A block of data
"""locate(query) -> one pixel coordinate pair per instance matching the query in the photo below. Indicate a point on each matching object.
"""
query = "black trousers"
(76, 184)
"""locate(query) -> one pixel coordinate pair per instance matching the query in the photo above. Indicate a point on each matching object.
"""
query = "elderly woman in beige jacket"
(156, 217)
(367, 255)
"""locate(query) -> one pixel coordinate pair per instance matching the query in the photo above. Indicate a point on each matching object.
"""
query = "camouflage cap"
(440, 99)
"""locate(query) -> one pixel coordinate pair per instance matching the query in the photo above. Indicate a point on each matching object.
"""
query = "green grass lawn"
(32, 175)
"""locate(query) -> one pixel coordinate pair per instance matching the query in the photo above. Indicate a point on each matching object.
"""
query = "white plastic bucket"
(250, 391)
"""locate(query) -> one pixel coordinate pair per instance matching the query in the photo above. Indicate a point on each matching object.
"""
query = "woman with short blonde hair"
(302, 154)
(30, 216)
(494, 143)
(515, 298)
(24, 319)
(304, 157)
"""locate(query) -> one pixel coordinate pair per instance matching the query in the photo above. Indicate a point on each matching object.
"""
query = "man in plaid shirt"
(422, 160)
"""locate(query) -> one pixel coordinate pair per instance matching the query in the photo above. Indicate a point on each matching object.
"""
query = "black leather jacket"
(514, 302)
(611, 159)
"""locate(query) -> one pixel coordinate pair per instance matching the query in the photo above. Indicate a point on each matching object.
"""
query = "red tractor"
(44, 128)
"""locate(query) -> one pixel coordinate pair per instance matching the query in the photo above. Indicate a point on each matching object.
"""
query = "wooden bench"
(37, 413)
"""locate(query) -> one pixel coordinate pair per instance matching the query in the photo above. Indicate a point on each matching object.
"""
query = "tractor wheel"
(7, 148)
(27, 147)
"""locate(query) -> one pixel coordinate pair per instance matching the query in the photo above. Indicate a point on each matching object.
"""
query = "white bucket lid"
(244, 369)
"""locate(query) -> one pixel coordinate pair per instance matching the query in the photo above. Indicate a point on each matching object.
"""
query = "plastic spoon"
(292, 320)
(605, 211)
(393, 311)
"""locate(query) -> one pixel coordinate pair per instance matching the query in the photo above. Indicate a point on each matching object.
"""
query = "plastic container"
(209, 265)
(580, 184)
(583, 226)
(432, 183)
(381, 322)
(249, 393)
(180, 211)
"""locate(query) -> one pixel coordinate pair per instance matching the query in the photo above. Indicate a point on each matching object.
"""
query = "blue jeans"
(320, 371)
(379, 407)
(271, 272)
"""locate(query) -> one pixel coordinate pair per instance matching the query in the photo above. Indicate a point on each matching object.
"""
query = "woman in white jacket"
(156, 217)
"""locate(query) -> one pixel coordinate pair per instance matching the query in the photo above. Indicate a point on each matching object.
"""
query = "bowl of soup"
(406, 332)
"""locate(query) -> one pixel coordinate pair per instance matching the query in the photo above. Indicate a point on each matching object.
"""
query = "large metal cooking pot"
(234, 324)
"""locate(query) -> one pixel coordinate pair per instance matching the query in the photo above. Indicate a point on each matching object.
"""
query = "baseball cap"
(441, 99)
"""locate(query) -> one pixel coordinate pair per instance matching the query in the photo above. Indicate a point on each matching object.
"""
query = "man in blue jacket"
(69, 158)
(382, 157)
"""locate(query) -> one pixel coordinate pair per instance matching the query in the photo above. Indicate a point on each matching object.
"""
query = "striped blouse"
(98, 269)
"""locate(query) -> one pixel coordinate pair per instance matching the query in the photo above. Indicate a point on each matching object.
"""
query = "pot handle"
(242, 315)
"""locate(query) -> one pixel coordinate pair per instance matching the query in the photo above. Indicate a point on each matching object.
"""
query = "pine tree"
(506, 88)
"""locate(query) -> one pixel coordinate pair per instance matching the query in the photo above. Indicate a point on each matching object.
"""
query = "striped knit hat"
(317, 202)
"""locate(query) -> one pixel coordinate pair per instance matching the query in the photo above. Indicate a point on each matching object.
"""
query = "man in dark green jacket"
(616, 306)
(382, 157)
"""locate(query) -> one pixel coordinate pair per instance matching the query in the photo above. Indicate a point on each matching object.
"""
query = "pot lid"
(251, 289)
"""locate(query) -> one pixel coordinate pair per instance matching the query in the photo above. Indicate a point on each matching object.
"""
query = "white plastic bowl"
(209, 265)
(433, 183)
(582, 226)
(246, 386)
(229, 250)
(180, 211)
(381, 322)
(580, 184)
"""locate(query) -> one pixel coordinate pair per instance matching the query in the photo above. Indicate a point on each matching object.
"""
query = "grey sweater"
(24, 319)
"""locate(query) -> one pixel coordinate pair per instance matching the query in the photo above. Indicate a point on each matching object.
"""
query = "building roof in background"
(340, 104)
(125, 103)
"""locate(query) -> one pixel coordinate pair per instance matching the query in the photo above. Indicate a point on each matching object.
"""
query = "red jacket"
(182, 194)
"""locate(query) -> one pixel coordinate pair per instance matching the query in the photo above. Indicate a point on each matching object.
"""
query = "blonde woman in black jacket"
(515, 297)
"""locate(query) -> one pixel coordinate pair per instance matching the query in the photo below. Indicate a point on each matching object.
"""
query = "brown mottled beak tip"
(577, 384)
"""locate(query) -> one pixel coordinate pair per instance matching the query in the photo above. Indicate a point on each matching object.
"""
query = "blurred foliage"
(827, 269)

## STATED TASK
Print all of the entries exactly as they are written.

## RESULT OF THIS TASK
"""locate(query) -> one pixel coordinate pair per instance matching the query in the photo below. Indicate a point on each matching object.
"""
query = "black trousers"
(76, 184)
"""locate(query) -> one pixel coordinate pair per instance matching the query in the photo above. Indicate a point on each matching object.
"""
query = "elderly woman in beige jacket"
(156, 217)
(367, 255)
"""locate(query) -> one pixel coordinate pair per instance matching the query in the photo above. Indicate a point on each matching object.
"""
query = "camouflage cap"
(440, 99)
"""locate(query) -> one pixel coordinate pair per instance matching the query in the photo above. Indicate a point on each matching object.
"""
query = "green grass lawn"
(32, 175)
"""locate(query) -> one pixel coordinate pair per instance matching the query in the photo above. Indicate a point on each matching object.
"""
query = "white plastic bucket"
(250, 391)
"""locate(query) -> one pixel coordinate pair per instance matching the query in the photo above. Indicate a point on each matching object.
"""
query = "woman with short blonde hair"
(302, 154)
(30, 216)
(494, 143)
(515, 298)
(24, 319)
(304, 157)
"""locate(query) -> one pixel coordinate pair per instance matching the query in the photo above. Indicate a point on each matching object.
"""
query = "man in plaid shirt"
(422, 160)
"""locate(query) -> one pixel coordinate pair per instance matching the query in the photo above. Indicate a point on each matching object.
"""
query = "black leather jacket"
(514, 302)
(611, 159)
"""locate(query) -> one pixel coordinate pair per instance matching the query in the photo above. Indicate a point on each matching object.
"""
query = "red tractor"
(44, 128)
"""locate(query) -> one pixel coordinate pair per instance matching the query in the photo above. Indicate a point on each matching object.
"""
query = "wooden bench"
(37, 413)
"""locate(query) -> one pixel coordinate pair per instance matching the query in the photo above. Indicate a point on each matching object.
"""
query = "tractor wheel"
(7, 148)
(27, 147)
"""locate(query) -> one pixel coordinate pair per instance matching the query in the photo above. Indicate a point on each matching object.
"""
query = "white bucket lid"
(244, 369)
"""locate(query) -> one pixel coordinate pair per instance matching the query in the photo above. Indicate a point on each matching object.
"""
query = "plastic spoon"
(292, 320)
(605, 211)
(393, 311)
"""locate(query) -> one pixel coordinate pair per instance matching the query in the photo above. Indicate a point on each matching object.
"""
query = "plastic container"
(209, 265)
(580, 184)
(583, 226)
(432, 183)
(381, 322)
(249, 393)
(180, 211)
"""locate(query) -> one pixel coordinate pair per instance matching the query in the photo above. Indicate a point on each matching object.
"""
query = "blue jeans"
(320, 371)
(379, 407)
(271, 272)
"""locate(query) -> one pixel coordinate pair per instance matching the query in the photo above. Indicate a point on each matching object.
"""
query = "woman in white jacket"
(156, 217)
"""locate(query) -> one pixel coordinate pair per instance matching the query in the photo above. Indicate a point on each matching object.
"""
query = "bowl of soup"
(406, 332)
"""locate(query) -> one pixel coordinate pair per instance matching the query in the photo above. Indicate a point on each matching object.
"""
query = "large metal cooking pot"
(234, 324)
"""locate(query) -> one pixel coordinate pair per instance matching the query in the photo above. Indicate a point on each matching object.
"""
query = "baseball cap"
(441, 99)
"""locate(query) -> one pixel coordinate pair per instance matching the query in the photo above. Indicate a point on each matching object.
"""
query = "man in blue jacket"
(69, 158)
(382, 157)
"""locate(query) -> one pixel coordinate pair per instance matching the query in the photo above. Indicate a point on each matching object.
"""
query = "striped blouse"
(98, 269)
"""locate(query) -> one pixel coordinate pair per instance matching the query in the photo above. Indicate a point on each matching object.
"""
query = "pot handle"
(242, 315)
"""locate(query) -> one pixel coordinate pair per instance matching the query in the photo above. Indicate a point on each matching object.
"""
query = "pine tree"
(506, 88)
"""locate(query) -> one pixel coordinate pair per instance matching the query in the photo above. Indicate a point on each matching object.
"""
query = "striped knit hat"
(317, 202)
"""locate(query) -> one pixel coordinate pair per instance matching the query in the photo above. Indicate a point on each matching object.
"""
query = "man in dark green jacket"
(616, 306)
(382, 157)
"""locate(query) -> one pixel coordinate pair per instance matching the query in the photo above. Indicate a point on each matching object.
"""
query = "pot lid"
(251, 289)
"""locate(query) -> one pixel coordinate pair per instance matching the query in the photo above. Indicate a point on each matching object.
"""
query = "white plastic bowl"
(209, 265)
(433, 183)
(582, 226)
(246, 386)
(229, 250)
(180, 211)
(381, 322)
(580, 184)
"""locate(query) -> one pixel coordinate pair per instance matching the query in the photo above. Indicate a point on each matching object.
"""
query = "grey sweater"
(24, 319)
"""locate(query) -> one pixel coordinate pair per instance matching the query in the photo above. Indicate a point on each matching object.
"""
query = "building roof in background"
(340, 104)
(125, 103)
"""locate(query) -> one pixel coordinate pair per instance matching the query in the photo above. Indicate a point on each matching object.
"""
query = "red jacket"
(182, 194)
"""locate(query) -> one pixel coordinate pair per instance matching the query in the photo above. Indicate a point on each matching object.
"""
query = "blonde woman in black jacket"
(515, 297)
"""locate(query) -> one pixel coordinate pair per instance matching the query in the photo below. Indicate a point on each matching object.
"""
query = "brown mottled beak tip"
(577, 384)
"""locate(query) -> one pixel coordinate pair per instance matching the query in the photo above. Indicate a point on each matching object.
"""
query = "blurred foliage"
(827, 269)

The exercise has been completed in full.